■ The task: Below are entries; copy exactly the lines from the one with "Target: white twin-engine airplane" through the one with "<point>567,855</point>", both included, and leave out the rest.
= Beginning of Section =
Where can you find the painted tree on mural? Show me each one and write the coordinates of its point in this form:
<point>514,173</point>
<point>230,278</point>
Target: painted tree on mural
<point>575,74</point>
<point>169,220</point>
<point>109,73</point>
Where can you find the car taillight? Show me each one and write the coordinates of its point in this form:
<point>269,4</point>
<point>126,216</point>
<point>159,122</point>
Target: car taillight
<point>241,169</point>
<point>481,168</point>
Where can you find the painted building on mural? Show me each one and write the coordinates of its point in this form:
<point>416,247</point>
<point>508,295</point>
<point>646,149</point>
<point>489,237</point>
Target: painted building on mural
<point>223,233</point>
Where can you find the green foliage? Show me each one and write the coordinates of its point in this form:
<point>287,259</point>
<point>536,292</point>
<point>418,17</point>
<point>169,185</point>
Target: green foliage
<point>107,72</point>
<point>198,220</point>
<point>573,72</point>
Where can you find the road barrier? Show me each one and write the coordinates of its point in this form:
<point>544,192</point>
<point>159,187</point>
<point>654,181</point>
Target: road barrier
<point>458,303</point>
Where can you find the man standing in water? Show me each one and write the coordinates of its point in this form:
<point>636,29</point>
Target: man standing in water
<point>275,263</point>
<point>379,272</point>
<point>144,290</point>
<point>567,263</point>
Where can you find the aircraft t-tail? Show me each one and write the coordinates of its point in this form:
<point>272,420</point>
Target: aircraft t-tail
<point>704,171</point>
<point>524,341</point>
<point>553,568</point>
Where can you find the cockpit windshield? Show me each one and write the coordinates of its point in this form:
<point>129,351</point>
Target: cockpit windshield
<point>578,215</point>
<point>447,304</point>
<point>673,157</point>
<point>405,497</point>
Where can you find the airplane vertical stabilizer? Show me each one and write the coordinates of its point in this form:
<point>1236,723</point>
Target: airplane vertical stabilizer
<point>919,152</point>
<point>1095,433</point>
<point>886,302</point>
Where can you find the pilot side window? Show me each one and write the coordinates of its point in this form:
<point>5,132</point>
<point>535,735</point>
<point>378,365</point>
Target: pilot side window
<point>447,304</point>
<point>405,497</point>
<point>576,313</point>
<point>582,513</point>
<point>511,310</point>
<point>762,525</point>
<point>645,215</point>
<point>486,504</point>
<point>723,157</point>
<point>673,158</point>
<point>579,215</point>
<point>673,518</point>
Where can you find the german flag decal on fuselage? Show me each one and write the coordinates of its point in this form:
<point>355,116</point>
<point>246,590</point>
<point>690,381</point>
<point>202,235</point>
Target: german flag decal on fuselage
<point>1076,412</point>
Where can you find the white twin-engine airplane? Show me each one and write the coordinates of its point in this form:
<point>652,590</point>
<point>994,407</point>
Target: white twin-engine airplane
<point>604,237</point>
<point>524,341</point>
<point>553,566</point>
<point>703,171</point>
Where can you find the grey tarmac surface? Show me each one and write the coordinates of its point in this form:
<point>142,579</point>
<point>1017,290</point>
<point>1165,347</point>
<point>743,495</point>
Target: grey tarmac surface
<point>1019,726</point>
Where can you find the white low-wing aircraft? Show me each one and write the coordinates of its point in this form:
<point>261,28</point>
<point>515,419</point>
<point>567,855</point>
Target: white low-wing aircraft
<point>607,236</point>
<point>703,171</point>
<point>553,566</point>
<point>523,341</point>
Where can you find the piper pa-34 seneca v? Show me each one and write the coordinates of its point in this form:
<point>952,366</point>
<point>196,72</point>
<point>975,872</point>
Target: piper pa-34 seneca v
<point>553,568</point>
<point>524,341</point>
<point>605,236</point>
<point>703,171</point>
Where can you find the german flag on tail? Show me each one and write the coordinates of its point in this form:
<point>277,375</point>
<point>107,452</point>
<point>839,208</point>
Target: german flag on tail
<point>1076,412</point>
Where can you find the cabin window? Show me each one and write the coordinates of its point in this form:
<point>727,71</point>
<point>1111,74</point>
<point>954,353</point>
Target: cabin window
= End of Section =
■ Reply to the task:
Target: white twin-engine airplane
<point>604,237</point>
<point>524,341</point>
<point>553,566</point>
<point>703,171</point>
Where can you find the grey tarmac surface? Show me each one and write the coordinates of its point in this form:
<point>142,579</point>
<point>1017,290</point>
<point>1165,347</point>
<point>743,495</point>
Target: grey tarmac surface
<point>1019,726</point>
Where can you find the white low-wing aircraft? Show me each one and write the coordinates of its point in this form:
<point>261,28</point>
<point>515,419</point>
<point>567,855</point>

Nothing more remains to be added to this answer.